>> BEGIN SUPPLIED RECORDS
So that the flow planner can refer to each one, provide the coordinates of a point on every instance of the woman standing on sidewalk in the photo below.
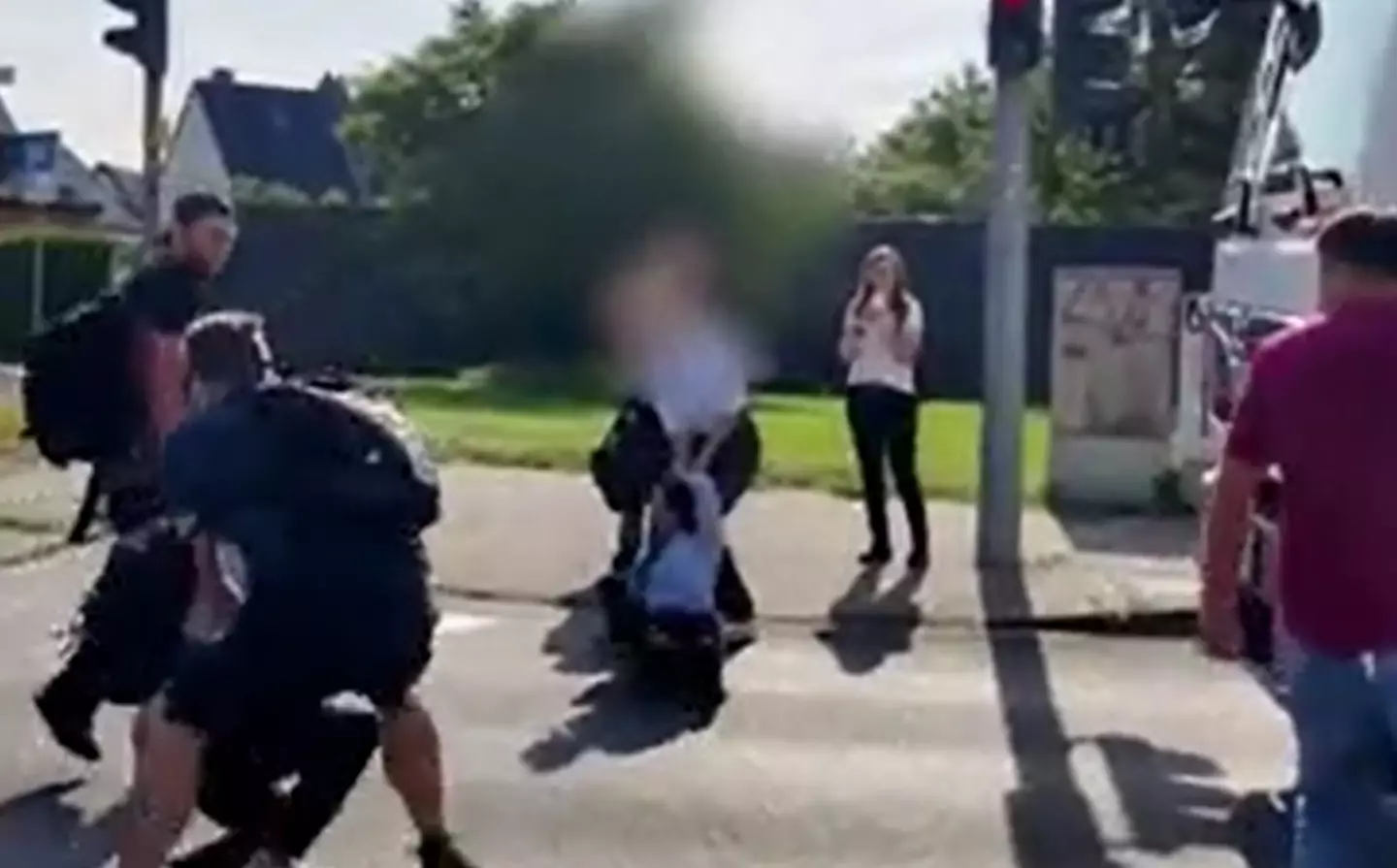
(880, 342)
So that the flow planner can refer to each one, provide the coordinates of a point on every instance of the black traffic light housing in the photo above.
(146, 38)
(1016, 35)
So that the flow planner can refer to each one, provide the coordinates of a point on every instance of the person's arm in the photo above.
(907, 340)
(851, 336)
(1248, 455)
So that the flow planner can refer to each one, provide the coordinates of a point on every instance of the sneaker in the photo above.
(440, 852)
(66, 723)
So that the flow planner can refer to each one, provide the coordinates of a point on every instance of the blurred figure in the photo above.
(683, 359)
(880, 342)
(1319, 409)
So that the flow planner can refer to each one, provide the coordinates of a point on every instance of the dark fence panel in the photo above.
(946, 264)
(332, 293)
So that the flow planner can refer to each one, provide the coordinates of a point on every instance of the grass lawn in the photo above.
(805, 437)
(551, 428)
(10, 428)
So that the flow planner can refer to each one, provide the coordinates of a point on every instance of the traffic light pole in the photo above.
(1006, 314)
(151, 111)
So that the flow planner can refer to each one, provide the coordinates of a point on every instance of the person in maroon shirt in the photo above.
(1320, 406)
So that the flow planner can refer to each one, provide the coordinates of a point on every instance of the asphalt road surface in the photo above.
(937, 750)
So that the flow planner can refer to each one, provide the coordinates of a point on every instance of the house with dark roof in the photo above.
(232, 133)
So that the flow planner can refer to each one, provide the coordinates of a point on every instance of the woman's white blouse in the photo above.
(698, 378)
(873, 358)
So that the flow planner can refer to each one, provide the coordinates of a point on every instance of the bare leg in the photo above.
(164, 794)
(412, 765)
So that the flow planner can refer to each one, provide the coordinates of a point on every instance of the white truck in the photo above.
(1326, 84)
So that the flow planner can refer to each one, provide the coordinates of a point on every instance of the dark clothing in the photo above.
(330, 607)
(167, 298)
(733, 469)
(883, 422)
(1319, 406)
(326, 748)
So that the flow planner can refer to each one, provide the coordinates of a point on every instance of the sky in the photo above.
(812, 64)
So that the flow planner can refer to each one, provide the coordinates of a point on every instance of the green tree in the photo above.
(526, 149)
(937, 158)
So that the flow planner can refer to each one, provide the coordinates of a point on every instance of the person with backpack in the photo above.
(688, 363)
(664, 607)
(324, 497)
(102, 385)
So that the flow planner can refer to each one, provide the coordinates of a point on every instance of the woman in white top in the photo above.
(686, 362)
(880, 342)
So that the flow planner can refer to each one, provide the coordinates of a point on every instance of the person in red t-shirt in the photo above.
(1320, 406)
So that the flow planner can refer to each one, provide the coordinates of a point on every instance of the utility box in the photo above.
(1114, 355)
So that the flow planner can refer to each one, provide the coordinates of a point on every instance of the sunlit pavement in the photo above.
(940, 748)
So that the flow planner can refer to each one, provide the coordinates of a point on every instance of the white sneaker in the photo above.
(264, 858)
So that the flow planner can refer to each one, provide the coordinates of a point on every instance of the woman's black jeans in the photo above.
(883, 422)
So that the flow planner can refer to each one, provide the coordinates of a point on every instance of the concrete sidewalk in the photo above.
(542, 536)
(523, 534)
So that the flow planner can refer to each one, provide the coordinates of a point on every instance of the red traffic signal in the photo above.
(146, 41)
(1016, 35)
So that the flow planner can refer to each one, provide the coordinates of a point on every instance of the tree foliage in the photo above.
(937, 159)
(526, 149)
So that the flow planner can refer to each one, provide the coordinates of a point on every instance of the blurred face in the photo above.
(882, 273)
(207, 241)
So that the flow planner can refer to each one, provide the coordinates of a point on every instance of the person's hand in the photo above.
(1219, 627)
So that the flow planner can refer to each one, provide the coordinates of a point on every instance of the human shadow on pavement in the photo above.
(577, 642)
(38, 829)
(866, 626)
(612, 721)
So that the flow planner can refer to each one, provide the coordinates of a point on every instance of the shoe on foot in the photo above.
(67, 724)
(231, 851)
(440, 852)
(876, 556)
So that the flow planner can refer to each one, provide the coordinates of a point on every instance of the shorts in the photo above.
(281, 660)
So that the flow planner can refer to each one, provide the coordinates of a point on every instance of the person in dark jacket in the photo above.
(162, 298)
(337, 595)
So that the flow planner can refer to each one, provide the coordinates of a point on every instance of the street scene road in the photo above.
(958, 748)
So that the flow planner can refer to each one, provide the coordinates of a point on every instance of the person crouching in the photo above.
(663, 610)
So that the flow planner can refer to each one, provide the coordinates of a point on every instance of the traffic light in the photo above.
(1016, 35)
(146, 40)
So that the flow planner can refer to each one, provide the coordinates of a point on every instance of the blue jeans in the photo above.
(1345, 711)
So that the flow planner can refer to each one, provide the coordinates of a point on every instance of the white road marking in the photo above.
(456, 623)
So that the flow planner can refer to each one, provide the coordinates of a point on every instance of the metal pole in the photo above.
(38, 278)
(151, 159)
(1006, 320)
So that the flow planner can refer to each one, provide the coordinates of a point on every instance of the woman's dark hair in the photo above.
(679, 498)
(900, 305)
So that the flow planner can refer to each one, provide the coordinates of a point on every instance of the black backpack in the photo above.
(632, 458)
(346, 457)
(80, 400)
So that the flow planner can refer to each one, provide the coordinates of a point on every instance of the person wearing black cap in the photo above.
(159, 301)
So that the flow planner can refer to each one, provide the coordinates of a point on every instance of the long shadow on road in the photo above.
(38, 829)
(1164, 794)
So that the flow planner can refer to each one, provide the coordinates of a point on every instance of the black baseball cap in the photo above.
(194, 207)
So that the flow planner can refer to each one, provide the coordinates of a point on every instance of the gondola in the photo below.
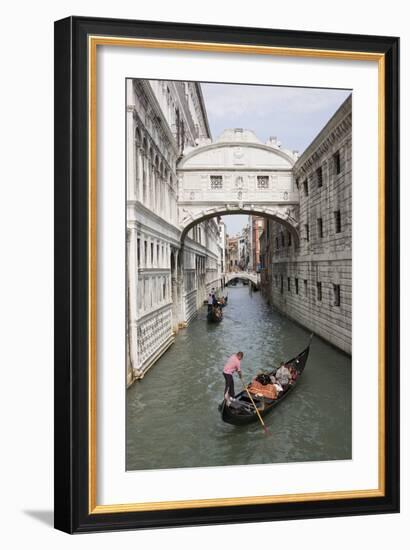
(213, 316)
(241, 411)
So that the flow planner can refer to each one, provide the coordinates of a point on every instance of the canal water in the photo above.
(172, 414)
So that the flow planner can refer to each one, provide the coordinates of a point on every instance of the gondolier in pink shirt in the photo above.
(232, 365)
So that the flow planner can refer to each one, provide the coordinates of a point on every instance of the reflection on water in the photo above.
(172, 414)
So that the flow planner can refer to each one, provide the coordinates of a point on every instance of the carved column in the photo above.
(140, 174)
(131, 172)
(132, 276)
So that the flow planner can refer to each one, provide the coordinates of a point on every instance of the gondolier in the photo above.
(232, 365)
(246, 408)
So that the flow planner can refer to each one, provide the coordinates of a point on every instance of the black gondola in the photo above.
(215, 315)
(241, 411)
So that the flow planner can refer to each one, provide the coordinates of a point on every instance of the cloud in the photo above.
(294, 115)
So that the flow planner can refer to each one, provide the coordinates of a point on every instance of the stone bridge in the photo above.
(249, 275)
(238, 174)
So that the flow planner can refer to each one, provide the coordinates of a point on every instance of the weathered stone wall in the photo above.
(312, 283)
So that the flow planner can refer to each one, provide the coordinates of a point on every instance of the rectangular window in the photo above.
(319, 291)
(216, 182)
(263, 182)
(338, 221)
(320, 227)
(319, 175)
(336, 295)
(337, 163)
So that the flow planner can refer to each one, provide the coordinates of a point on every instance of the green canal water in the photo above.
(172, 414)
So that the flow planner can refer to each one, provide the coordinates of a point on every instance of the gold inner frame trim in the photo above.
(93, 42)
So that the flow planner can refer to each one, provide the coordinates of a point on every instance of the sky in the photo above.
(293, 115)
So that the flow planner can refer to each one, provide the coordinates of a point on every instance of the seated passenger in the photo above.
(283, 375)
(293, 375)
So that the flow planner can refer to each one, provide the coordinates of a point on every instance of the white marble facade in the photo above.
(168, 278)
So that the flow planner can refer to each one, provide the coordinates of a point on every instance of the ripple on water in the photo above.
(172, 414)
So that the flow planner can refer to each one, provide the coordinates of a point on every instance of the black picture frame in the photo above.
(71, 493)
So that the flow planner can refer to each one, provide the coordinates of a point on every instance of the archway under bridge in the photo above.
(251, 276)
(282, 215)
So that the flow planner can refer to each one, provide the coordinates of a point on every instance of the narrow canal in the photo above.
(172, 414)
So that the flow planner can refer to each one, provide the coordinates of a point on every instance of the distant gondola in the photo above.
(215, 315)
(241, 411)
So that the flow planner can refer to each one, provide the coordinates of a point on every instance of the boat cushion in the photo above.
(268, 390)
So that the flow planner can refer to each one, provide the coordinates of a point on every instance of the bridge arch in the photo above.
(283, 215)
(250, 276)
(238, 174)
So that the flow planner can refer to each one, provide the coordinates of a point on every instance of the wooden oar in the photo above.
(256, 408)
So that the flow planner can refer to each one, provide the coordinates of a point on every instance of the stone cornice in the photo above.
(338, 126)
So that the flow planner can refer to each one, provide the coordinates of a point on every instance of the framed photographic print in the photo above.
(226, 274)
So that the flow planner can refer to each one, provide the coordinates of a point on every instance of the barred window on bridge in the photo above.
(263, 182)
(216, 182)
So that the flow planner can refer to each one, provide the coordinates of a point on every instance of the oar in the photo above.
(256, 408)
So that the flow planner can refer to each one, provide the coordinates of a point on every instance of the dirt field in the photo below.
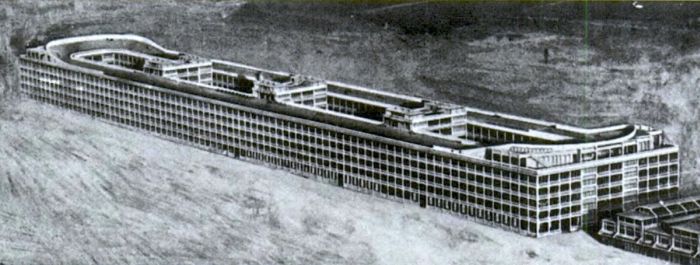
(77, 191)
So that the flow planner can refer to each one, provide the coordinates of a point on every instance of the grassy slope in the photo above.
(634, 65)
(74, 190)
(627, 70)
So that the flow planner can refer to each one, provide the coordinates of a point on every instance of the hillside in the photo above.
(609, 64)
(76, 190)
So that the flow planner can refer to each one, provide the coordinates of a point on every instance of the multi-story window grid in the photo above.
(545, 186)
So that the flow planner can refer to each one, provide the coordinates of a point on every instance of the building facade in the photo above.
(530, 176)
(668, 230)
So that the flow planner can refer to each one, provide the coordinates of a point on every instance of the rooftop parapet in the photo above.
(468, 131)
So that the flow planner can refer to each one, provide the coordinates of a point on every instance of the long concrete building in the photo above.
(526, 175)
(667, 230)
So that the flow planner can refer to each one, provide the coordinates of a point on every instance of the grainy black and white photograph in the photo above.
(349, 132)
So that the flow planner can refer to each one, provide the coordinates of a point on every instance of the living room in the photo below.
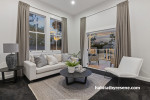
(66, 49)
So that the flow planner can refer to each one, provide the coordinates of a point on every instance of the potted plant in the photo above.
(71, 66)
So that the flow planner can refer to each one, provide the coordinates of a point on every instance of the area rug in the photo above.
(55, 88)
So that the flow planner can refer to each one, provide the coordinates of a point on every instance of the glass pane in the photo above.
(32, 41)
(59, 28)
(53, 26)
(40, 23)
(40, 41)
(103, 41)
(59, 41)
(32, 22)
(53, 42)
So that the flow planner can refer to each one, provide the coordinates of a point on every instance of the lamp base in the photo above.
(11, 61)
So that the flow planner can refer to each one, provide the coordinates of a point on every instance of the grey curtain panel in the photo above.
(123, 35)
(64, 36)
(82, 36)
(23, 32)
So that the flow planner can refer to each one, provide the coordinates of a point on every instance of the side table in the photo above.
(3, 70)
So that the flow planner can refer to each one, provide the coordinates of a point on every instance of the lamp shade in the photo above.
(10, 47)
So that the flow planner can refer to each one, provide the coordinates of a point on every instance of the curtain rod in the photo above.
(100, 11)
(104, 10)
(45, 11)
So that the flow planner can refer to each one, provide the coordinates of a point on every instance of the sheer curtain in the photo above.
(82, 36)
(123, 35)
(64, 36)
(23, 32)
>> END SUPPLIED RECORDS
**TASK PROMPT**
Express the listing from its first line through the line containing "(1319, 409)" as a Markdown table with the columns n and Line, giving each line a row number and skipping blank lines. Leave the pictures out.

**RESPONSE BELOW**
| n | Line |
|---|---|
| 1 | So that the flow planner can refer to each one, provide the coordinates of a point on every instance of the woman standing on sidewalk in the photo below. |
| 2 | (880, 342) |
| 3 | So that the flow planner can refer to each one, provide the coordinates of a point on every instance of the black traffic light housing in the photo above. |
| 4 | (146, 38) |
| 5 | (1016, 35) |
| 6 | So that the flow planner can refer to each one, provide the coordinates of a point on every instance of the person's arm in the photo above. |
| 7 | (907, 340) |
| 8 | (851, 336) |
| 9 | (1248, 455) |
| 10 | So that the flow planner can refer to each one, provide the coordinates of a point on every instance of the sneaker in the photo above. |
| 11 | (440, 852) |
| 12 | (66, 723) |
| 13 | So that the flow planner can refer to each one, provide the coordinates of a point on every instance of the blurred figure in the photo above. |
| 14 | (683, 359) |
| 15 | (880, 342) |
| 16 | (1319, 409) |